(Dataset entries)
========================================

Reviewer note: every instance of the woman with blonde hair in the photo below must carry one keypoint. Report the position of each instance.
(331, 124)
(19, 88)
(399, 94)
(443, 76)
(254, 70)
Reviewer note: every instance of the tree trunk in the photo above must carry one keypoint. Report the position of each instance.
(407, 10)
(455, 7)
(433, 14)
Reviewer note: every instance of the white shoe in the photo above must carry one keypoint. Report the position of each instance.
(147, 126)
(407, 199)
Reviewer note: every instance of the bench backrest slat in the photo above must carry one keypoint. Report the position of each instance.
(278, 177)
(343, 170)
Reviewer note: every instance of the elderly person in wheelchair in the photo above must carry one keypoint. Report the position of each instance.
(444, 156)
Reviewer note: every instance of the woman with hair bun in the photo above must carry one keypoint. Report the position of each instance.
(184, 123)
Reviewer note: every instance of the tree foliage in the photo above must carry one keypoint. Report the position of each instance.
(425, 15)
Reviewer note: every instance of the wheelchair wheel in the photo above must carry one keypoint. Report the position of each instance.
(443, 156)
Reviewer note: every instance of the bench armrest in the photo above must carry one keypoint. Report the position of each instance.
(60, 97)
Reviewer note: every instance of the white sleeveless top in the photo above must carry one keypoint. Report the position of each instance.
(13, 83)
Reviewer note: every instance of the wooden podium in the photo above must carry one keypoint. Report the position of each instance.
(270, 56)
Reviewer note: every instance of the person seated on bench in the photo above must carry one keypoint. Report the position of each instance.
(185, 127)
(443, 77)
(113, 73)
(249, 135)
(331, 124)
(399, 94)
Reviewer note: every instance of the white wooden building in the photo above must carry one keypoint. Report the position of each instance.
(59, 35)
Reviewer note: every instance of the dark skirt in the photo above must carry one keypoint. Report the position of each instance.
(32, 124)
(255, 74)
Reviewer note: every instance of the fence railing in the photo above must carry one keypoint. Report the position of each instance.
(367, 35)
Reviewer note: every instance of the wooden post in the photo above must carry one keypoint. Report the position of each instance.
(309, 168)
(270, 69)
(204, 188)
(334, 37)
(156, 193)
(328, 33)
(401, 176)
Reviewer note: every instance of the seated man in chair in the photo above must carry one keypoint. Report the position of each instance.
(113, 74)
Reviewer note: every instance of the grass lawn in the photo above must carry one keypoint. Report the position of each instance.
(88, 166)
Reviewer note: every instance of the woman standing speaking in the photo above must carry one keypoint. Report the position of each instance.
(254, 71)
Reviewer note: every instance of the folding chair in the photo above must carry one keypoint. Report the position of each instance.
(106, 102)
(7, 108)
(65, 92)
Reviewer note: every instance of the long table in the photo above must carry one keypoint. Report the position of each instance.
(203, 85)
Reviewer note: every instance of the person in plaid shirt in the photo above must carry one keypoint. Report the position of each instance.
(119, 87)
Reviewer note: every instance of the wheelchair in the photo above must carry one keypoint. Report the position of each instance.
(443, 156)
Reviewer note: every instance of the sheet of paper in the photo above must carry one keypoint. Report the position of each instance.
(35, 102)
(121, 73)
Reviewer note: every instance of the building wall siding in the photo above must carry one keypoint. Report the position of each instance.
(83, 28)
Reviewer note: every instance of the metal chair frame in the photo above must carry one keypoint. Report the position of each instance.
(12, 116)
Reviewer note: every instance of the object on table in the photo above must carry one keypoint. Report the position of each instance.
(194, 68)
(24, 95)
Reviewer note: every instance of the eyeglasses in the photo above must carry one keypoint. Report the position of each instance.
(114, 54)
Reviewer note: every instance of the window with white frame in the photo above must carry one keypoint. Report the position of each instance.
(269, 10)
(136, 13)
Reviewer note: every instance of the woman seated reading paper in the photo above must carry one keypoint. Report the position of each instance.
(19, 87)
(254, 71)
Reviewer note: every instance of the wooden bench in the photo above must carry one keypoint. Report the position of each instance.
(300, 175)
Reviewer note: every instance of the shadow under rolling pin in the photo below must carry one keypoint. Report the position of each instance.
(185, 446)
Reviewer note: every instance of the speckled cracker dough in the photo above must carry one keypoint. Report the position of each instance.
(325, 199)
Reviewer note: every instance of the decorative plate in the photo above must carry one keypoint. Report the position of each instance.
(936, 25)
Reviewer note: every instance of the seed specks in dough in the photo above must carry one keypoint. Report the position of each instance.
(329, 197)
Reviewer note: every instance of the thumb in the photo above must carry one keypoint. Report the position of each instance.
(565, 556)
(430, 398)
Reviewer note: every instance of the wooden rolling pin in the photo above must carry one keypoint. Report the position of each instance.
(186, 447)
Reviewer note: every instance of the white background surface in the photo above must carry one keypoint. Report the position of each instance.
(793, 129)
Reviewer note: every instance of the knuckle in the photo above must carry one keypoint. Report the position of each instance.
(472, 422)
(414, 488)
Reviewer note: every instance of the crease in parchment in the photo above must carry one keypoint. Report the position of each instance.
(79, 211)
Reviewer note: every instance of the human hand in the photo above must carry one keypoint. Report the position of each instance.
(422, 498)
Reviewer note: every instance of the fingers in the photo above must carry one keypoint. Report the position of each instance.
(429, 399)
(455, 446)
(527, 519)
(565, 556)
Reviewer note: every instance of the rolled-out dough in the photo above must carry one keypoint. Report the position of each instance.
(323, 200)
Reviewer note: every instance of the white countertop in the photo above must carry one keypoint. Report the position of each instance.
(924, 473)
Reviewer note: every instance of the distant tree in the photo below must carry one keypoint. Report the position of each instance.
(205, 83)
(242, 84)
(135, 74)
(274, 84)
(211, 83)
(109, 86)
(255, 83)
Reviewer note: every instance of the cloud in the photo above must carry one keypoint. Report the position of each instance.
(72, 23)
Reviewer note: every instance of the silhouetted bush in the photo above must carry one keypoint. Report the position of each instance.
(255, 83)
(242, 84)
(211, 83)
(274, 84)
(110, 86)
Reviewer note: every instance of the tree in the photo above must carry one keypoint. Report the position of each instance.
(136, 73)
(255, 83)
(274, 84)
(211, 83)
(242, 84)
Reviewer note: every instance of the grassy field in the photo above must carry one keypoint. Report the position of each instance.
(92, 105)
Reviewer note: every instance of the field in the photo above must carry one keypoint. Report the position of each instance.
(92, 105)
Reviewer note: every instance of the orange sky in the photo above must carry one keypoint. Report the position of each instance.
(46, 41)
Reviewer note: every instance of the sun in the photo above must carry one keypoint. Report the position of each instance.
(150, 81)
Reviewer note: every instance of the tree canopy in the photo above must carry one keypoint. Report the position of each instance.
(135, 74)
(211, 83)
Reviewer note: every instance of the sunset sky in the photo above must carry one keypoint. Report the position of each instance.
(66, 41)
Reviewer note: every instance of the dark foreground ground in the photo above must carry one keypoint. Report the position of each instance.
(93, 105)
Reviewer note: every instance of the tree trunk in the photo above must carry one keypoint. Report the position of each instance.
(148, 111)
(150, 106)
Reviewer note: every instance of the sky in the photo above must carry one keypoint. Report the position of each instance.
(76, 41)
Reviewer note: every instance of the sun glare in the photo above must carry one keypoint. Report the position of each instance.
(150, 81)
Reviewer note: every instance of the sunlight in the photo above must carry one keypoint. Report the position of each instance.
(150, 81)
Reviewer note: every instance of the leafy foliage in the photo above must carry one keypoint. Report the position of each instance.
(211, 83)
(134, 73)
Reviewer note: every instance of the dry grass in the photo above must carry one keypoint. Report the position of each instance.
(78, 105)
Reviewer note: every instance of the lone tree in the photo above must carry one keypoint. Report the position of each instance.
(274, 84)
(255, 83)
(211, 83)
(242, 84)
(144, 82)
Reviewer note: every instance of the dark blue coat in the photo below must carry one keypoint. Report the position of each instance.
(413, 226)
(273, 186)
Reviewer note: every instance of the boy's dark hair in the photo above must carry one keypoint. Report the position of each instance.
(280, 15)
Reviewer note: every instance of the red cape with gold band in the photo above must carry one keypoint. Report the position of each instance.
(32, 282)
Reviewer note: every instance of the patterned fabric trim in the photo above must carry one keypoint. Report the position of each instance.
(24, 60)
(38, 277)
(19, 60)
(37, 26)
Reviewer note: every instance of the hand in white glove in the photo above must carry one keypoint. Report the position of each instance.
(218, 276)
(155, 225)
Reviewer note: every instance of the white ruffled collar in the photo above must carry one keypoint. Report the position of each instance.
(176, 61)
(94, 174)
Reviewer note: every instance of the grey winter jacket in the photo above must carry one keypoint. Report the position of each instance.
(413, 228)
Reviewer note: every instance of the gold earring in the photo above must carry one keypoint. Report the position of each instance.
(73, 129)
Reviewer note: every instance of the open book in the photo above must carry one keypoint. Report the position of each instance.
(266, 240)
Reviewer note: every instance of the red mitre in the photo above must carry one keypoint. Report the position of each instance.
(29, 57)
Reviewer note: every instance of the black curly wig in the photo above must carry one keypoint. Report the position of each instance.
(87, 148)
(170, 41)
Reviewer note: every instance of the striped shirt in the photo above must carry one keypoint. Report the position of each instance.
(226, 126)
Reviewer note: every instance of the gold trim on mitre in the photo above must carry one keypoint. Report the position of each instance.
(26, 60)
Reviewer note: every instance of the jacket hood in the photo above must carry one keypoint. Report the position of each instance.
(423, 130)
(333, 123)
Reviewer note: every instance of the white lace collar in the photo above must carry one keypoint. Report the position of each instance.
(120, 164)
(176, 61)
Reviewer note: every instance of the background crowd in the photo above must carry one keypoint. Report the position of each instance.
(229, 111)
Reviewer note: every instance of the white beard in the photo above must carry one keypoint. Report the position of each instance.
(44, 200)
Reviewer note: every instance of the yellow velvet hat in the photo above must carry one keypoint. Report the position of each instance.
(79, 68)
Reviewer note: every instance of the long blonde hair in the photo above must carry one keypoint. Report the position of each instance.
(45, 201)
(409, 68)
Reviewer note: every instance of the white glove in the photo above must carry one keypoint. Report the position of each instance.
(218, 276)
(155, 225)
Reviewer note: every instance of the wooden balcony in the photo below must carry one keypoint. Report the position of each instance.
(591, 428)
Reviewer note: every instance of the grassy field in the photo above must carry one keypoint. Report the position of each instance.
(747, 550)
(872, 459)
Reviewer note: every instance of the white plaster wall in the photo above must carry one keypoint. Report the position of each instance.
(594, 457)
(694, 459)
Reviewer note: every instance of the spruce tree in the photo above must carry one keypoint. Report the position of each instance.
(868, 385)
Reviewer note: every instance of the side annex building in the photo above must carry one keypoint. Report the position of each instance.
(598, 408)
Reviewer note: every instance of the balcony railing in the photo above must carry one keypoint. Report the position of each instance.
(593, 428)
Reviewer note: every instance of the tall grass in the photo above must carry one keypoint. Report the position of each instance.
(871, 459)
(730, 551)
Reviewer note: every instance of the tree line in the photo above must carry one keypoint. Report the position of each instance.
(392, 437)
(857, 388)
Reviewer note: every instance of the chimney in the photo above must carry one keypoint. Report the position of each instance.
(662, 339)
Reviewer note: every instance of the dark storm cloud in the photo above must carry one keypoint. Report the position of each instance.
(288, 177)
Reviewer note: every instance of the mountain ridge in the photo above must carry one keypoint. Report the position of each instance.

========================================

• _Your objective_: Only the lines from the one containing "Reviewer note: every instance of the balcony" through the last line of the records are to be set down, exactly as they appear.

• _Solution to the problem_:
Reviewer note: every instance of the balcony railing in the photo above must carry one keypoint. Report the position of each instance.
(593, 428)
Reviewer note: every instance of the tall grass in the photo above must carry one keypoint. Report the position of each instance.
(871, 459)
(730, 551)
Reviewer note: every instance of the tree line in the photo above must carry one keypoint. Report the position of each instance.
(392, 437)
(857, 388)
Reviewer note: every instance of the chimney in the photo above must carry one keypoint. Report the position of each instance.
(662, 339)
Reviewer note: every instance of the dark storm cloud in the photo above must carry one keypoint. Report the position of each instance.
(288, 177)
Reviewer note: every instance of the mountain ridge in the photo above must carry one keypoint. Report the position of each instance.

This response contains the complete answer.